**Assignment:** Report the count of lines containing the word "wing" in the entries below, and nothing more.

[[ Exercise material open ]]

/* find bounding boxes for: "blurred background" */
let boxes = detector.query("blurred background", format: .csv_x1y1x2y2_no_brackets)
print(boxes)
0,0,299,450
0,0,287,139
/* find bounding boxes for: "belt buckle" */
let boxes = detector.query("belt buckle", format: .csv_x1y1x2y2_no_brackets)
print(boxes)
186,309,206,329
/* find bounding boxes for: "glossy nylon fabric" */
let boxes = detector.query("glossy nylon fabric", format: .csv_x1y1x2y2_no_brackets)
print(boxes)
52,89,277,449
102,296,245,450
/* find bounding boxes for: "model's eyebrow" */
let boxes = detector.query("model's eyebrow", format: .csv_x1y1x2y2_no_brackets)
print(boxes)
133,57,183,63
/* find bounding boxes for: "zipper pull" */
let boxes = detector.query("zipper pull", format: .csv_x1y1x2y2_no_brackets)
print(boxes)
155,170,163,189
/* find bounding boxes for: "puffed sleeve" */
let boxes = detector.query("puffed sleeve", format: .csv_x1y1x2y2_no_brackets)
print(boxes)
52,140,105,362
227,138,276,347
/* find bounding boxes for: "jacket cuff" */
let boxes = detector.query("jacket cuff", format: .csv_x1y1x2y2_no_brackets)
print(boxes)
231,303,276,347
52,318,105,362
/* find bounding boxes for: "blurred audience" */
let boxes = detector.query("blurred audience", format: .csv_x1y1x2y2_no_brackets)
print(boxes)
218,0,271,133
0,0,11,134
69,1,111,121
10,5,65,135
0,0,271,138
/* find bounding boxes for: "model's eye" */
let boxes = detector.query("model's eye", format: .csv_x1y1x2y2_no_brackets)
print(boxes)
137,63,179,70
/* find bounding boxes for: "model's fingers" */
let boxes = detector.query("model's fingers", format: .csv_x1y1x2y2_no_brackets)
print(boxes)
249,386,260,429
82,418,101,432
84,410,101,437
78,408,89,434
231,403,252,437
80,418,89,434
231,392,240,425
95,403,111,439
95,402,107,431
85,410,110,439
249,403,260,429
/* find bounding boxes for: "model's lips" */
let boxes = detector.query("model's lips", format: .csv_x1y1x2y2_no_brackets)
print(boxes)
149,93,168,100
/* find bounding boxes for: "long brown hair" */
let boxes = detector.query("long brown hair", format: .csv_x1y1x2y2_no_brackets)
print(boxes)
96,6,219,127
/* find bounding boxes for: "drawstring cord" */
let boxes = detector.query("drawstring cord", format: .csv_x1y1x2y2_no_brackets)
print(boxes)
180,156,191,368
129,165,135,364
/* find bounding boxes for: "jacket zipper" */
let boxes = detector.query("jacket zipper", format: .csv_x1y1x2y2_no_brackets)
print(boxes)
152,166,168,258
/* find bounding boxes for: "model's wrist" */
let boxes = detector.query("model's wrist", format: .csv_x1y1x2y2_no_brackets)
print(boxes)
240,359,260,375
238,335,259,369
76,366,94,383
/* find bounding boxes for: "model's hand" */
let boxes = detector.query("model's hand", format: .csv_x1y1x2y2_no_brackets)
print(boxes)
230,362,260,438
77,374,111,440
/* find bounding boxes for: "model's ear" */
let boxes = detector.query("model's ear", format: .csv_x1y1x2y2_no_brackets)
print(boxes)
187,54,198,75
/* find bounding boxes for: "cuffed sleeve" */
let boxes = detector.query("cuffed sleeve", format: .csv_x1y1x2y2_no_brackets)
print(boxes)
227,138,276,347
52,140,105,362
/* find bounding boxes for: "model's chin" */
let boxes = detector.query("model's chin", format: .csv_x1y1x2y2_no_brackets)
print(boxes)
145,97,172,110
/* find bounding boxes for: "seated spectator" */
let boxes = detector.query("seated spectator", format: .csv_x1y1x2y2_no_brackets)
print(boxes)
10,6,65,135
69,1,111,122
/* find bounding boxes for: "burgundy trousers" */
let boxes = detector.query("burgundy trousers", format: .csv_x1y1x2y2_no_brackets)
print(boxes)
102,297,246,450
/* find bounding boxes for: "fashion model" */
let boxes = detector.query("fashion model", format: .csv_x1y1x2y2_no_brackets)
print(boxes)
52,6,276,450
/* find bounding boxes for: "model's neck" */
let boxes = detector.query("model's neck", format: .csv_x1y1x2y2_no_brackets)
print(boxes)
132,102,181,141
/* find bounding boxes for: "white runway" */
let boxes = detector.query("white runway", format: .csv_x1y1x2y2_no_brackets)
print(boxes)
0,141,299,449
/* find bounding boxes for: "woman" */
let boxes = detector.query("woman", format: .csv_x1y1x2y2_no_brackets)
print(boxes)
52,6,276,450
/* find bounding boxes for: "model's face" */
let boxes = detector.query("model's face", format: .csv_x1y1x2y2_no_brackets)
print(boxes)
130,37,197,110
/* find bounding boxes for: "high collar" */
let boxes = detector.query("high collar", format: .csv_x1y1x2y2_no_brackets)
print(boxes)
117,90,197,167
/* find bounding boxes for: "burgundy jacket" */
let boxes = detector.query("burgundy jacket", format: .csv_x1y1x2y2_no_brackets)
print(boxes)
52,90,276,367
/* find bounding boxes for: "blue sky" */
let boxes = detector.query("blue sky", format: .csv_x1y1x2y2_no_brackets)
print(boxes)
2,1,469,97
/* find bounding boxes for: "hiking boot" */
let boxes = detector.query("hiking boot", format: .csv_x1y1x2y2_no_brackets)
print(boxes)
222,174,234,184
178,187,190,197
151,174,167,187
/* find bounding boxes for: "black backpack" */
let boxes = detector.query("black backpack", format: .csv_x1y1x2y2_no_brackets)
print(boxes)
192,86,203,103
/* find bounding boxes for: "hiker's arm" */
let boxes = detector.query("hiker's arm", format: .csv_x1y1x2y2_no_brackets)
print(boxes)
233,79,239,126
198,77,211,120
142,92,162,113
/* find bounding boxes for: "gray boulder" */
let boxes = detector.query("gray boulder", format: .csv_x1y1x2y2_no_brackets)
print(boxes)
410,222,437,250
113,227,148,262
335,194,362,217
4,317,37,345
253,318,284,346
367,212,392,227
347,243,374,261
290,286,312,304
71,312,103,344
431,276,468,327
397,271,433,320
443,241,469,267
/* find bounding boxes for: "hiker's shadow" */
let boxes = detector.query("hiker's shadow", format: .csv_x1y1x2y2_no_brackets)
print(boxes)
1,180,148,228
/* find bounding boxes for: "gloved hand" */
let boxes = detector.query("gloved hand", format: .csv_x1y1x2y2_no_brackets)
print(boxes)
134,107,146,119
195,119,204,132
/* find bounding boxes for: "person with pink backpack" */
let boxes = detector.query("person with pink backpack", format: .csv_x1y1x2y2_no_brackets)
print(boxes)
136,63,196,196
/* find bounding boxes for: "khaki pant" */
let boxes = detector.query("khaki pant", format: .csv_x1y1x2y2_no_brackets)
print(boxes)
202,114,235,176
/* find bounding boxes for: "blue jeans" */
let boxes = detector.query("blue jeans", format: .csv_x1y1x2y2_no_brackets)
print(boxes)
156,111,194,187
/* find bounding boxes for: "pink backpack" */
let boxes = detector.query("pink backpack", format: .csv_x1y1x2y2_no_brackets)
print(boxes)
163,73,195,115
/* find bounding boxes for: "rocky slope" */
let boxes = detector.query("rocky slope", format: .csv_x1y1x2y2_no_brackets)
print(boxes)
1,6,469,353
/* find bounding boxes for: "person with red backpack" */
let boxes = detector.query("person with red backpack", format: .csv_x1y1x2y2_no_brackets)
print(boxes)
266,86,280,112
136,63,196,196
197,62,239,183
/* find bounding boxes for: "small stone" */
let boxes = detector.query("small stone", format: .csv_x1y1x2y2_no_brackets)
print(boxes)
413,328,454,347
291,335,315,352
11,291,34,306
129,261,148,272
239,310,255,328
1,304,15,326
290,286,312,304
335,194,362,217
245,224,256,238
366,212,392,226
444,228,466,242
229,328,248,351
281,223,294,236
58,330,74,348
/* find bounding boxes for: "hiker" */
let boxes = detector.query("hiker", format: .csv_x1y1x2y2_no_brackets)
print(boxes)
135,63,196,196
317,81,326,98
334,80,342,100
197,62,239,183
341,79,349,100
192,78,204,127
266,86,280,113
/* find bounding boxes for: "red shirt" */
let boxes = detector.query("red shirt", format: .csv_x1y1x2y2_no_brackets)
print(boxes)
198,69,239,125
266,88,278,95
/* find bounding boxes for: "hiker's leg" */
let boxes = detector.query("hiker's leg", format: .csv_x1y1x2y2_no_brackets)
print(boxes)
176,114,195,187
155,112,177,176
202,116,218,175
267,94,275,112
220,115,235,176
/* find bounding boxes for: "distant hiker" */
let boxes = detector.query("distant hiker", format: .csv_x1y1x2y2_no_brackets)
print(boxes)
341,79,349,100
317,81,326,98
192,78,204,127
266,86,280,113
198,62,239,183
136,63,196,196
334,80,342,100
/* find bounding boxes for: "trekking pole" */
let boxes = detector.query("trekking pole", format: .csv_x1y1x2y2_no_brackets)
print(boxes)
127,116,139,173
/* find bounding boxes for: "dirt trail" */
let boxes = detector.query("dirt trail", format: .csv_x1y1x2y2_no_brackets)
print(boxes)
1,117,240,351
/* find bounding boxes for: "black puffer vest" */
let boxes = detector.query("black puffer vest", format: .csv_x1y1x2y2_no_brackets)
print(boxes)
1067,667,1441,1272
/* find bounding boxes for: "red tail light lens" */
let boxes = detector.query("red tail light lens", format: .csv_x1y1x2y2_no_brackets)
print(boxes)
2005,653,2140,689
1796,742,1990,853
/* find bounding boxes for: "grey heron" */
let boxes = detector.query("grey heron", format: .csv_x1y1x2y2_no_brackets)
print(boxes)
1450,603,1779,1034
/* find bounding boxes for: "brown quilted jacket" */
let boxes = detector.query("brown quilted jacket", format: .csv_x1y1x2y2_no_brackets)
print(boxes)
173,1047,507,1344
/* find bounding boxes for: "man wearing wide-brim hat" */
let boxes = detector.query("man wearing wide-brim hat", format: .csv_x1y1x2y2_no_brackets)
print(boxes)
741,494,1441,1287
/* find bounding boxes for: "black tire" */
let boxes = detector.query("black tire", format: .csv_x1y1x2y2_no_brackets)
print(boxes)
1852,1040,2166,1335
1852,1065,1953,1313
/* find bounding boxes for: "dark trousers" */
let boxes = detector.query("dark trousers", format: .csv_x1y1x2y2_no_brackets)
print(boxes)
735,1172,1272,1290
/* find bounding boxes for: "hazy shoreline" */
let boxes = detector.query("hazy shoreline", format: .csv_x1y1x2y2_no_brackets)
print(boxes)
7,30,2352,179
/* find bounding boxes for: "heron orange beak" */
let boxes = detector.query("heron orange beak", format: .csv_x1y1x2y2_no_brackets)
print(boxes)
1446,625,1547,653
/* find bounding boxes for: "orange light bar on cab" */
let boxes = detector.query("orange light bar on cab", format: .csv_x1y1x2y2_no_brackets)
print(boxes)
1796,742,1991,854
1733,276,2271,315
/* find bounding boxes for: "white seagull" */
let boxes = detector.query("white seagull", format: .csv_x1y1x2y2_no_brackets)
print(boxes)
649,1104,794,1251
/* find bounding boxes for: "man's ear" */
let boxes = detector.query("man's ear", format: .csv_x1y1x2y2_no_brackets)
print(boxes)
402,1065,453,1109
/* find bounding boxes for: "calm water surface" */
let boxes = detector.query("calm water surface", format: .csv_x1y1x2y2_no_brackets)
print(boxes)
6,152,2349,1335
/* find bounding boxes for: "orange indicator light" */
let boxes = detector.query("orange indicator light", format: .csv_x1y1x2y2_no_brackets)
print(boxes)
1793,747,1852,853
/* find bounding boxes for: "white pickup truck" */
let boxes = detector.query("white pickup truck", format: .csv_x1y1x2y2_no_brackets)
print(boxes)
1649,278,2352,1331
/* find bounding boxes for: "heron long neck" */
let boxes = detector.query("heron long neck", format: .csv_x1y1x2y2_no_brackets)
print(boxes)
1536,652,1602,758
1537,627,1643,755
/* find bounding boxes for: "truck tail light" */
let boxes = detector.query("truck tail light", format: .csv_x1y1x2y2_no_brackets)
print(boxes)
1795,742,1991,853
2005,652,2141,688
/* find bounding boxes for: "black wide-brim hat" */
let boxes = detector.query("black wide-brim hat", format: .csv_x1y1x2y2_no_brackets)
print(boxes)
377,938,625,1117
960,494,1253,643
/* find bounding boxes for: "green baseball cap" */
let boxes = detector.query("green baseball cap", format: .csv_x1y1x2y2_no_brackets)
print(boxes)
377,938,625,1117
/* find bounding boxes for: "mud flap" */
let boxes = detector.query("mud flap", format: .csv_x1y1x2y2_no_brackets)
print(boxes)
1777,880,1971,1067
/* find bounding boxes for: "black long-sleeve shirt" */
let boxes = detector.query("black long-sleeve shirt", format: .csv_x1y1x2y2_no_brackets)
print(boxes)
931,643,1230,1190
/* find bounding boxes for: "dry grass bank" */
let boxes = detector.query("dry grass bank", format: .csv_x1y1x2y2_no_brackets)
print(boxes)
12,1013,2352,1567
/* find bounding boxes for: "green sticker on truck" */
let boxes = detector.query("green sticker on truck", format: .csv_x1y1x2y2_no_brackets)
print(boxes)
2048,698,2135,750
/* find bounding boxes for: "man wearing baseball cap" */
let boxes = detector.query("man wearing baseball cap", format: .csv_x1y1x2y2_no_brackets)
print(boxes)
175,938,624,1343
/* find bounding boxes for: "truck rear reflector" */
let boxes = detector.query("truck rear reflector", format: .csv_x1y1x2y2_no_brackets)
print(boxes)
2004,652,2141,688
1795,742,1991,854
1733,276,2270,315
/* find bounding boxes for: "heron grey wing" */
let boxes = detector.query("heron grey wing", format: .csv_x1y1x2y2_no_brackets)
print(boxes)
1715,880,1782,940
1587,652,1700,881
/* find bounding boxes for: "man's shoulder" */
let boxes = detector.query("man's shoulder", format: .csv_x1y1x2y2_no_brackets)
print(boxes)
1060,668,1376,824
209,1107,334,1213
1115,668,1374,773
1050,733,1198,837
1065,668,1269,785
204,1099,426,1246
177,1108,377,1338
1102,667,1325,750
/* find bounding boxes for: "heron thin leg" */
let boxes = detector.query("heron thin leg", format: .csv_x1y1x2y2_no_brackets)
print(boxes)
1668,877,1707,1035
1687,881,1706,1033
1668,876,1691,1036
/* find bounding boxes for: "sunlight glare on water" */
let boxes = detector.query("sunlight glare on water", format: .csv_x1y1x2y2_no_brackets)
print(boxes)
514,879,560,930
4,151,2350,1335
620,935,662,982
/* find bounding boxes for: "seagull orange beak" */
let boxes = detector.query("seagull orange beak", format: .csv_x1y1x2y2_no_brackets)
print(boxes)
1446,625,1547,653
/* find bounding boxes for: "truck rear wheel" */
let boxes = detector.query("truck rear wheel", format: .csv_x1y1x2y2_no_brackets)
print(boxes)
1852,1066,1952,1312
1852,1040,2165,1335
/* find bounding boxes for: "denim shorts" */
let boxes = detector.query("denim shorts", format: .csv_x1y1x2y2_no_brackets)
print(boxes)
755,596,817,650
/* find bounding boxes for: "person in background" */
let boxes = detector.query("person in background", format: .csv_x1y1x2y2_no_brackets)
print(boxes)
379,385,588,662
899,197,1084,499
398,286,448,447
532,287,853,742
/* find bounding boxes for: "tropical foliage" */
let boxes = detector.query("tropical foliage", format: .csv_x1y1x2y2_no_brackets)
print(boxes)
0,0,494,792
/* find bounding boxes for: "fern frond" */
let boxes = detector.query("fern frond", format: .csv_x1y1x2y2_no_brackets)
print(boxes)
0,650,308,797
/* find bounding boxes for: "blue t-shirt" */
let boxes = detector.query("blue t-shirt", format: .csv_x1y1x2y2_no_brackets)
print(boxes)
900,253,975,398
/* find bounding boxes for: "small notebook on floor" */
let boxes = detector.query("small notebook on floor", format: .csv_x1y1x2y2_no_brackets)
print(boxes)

[[ Exercise material closed ]]

**Exercise output:** 2